### Given request
Repeat exactly the lines from the one containing "Return one point per instance of the unpaved" through the last line of the records below, both included, and nothing else.

### Given information
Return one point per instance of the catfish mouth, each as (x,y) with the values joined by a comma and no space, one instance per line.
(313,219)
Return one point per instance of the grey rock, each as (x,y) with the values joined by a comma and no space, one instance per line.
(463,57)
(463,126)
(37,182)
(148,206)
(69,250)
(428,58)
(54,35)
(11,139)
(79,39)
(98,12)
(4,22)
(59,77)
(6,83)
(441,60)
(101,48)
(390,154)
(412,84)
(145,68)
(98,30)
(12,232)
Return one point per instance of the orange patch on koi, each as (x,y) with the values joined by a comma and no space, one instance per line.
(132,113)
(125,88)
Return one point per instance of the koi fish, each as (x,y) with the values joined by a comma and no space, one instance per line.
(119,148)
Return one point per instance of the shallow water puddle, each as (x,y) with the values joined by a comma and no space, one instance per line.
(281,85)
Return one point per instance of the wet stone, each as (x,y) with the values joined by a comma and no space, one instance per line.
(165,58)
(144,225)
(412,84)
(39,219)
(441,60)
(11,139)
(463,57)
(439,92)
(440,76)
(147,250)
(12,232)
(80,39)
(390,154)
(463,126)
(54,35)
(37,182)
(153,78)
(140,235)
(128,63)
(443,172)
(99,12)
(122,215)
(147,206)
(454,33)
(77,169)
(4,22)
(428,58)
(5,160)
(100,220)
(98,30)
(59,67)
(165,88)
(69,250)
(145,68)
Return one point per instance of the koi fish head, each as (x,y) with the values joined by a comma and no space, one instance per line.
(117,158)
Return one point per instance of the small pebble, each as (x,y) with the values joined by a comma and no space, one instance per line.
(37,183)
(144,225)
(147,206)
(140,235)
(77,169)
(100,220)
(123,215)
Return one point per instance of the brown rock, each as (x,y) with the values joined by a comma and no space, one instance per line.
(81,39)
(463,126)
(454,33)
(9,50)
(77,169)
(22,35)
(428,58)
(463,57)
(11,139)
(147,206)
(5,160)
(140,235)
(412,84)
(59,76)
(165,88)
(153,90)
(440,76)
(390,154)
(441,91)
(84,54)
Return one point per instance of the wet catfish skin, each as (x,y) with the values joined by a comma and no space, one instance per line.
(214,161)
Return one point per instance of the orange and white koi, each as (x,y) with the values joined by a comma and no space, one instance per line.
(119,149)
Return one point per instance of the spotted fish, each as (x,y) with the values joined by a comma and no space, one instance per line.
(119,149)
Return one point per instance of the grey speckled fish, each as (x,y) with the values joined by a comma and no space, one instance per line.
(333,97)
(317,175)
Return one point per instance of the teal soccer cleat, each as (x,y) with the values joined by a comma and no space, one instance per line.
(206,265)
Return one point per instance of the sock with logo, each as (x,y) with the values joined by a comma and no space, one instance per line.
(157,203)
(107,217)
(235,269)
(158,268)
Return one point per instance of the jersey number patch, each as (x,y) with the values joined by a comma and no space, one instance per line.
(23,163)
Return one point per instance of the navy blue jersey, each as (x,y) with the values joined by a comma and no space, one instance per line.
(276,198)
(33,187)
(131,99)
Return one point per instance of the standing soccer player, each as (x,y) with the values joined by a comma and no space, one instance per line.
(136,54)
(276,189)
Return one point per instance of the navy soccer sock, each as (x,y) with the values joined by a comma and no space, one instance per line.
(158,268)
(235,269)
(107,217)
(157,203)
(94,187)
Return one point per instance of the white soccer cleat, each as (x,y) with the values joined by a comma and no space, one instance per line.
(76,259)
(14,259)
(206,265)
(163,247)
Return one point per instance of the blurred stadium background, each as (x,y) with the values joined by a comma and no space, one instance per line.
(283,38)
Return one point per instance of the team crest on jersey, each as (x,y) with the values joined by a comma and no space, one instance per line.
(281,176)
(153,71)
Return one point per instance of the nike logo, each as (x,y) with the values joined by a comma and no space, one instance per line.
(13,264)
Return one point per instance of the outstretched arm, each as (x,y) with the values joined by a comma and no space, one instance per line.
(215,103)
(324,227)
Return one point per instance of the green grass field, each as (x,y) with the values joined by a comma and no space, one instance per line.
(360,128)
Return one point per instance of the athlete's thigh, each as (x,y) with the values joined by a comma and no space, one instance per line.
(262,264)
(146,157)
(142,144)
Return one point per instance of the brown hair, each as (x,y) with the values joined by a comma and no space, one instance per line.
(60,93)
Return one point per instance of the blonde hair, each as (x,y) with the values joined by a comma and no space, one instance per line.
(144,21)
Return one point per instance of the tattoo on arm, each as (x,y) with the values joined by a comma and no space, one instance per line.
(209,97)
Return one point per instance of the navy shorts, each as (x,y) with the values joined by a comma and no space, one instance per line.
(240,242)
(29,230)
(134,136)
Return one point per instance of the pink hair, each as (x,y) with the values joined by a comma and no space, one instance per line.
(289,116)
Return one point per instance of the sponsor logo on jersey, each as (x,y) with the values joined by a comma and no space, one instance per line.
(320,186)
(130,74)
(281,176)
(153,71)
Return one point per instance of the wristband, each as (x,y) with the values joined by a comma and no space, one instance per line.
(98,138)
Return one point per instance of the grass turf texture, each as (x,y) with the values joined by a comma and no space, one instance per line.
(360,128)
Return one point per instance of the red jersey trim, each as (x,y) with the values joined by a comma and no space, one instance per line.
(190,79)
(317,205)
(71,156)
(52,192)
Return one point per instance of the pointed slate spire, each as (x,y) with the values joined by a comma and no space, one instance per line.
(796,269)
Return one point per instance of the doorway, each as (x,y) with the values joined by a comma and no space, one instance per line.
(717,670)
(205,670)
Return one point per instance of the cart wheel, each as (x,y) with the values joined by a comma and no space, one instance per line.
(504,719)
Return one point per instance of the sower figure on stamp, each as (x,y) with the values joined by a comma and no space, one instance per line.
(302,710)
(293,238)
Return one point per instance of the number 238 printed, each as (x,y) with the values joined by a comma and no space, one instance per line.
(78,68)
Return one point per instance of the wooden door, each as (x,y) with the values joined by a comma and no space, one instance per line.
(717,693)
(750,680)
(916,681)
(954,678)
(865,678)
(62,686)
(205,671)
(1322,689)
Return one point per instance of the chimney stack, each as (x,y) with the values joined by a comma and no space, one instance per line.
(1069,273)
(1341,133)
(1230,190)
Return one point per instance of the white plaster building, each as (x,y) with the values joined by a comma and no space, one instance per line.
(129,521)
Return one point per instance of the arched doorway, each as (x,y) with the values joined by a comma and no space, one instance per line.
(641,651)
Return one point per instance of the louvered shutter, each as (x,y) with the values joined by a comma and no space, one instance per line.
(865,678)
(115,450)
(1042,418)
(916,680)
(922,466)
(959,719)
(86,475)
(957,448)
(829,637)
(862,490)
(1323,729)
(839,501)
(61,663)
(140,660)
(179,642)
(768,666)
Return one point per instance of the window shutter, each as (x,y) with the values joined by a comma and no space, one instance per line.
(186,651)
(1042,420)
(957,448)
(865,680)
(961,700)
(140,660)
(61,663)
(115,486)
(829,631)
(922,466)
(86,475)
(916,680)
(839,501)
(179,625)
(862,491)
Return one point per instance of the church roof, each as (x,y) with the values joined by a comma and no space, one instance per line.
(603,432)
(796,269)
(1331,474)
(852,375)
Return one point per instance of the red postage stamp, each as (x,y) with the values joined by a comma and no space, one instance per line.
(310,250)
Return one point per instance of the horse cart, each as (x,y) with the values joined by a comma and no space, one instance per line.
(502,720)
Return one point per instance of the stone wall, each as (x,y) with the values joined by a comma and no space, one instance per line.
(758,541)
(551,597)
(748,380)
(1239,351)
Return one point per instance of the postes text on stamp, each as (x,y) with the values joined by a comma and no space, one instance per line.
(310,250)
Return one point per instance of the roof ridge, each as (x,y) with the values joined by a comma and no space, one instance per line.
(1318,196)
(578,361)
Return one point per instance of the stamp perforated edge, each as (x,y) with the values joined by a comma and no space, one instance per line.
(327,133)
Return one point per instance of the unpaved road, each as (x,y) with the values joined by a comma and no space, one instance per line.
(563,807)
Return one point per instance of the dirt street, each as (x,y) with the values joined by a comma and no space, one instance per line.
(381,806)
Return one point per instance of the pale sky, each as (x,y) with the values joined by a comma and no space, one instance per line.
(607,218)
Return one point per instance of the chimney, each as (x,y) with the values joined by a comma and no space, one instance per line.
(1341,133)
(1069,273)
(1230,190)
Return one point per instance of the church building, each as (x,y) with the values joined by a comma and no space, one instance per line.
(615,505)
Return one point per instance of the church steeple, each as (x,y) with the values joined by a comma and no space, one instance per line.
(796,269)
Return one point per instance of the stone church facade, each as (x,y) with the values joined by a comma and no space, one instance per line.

### Solved problem
Return one point per instance of the unpaved road, each as (x,y) with the values joined by a comma and no space, one instance per line.
(563,807)
Return one point per instance of the dirt street, each as (x,y) with the values joined by a comma and no space, one instance per line.
(381,806)
Return one point per instance of the pale sky, each as (x,y) with the values joined by a comma and no space, one instance per line.
(607,218)
Return one point per instance of the chimney, each as (x,y) with the values joined by a comma and no space, one instance per line.
(1341,133)
(1069,273)
(1230,190)
Return one point per instance of the church building, each as (x,y) with the values joined by a comma and no space, one instance per line.
(615,505)
Return one point per instance of the church steeple, each as (x,y) with the values joined by a comma and no space, one instance per line.
(796,269)
Return one point per instance of the stone church facade, each as (x,y) with the values joined by a comma and no space, one instance per line.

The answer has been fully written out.